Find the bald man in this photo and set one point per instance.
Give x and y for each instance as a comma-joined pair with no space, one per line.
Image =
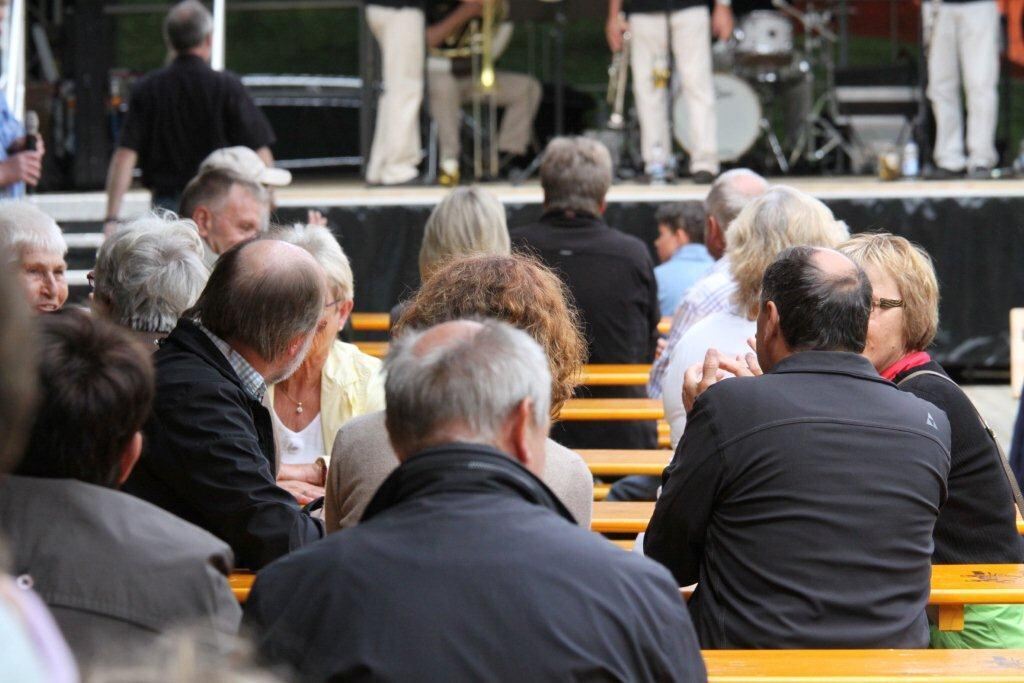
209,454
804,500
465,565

=-=-=-=-=

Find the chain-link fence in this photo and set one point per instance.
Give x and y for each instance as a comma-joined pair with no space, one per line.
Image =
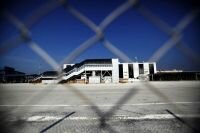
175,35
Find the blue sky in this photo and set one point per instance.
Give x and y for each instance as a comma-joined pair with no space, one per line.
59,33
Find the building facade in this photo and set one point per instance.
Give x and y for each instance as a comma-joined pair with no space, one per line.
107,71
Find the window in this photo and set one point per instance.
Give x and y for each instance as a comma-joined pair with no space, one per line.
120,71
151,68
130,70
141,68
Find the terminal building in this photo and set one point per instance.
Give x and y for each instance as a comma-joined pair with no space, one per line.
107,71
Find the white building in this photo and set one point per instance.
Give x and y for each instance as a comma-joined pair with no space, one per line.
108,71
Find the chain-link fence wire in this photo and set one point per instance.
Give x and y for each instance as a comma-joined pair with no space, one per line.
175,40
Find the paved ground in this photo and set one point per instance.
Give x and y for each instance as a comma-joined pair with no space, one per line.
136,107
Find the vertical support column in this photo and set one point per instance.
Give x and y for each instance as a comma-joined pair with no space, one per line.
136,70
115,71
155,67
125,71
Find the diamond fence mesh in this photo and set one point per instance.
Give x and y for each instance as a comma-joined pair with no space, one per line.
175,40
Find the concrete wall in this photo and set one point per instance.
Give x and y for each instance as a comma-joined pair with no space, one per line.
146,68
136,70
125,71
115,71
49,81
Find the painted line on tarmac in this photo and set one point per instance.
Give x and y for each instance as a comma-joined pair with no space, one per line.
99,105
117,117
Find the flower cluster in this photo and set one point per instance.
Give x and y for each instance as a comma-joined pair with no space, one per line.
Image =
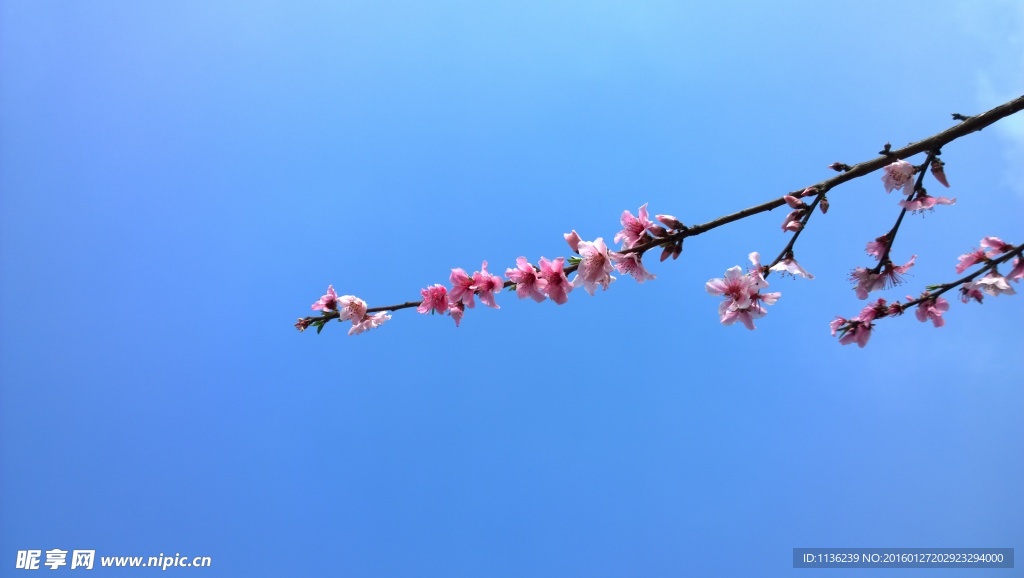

=-=-=-=-=

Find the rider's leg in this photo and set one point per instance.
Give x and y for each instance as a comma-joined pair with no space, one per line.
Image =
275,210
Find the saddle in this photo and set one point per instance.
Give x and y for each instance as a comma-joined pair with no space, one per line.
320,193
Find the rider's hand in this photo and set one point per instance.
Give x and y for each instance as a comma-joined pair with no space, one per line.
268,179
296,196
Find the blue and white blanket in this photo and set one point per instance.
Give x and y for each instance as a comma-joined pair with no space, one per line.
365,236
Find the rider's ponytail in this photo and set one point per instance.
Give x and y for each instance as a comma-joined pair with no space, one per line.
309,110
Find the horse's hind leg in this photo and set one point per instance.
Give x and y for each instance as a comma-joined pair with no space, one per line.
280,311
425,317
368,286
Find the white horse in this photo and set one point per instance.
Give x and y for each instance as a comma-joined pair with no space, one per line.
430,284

=-=-=-=-=

• Instructions for the task
Count the lines in the material above that contain the string "blue", treating case as significant, and give only the number.

• Response below
2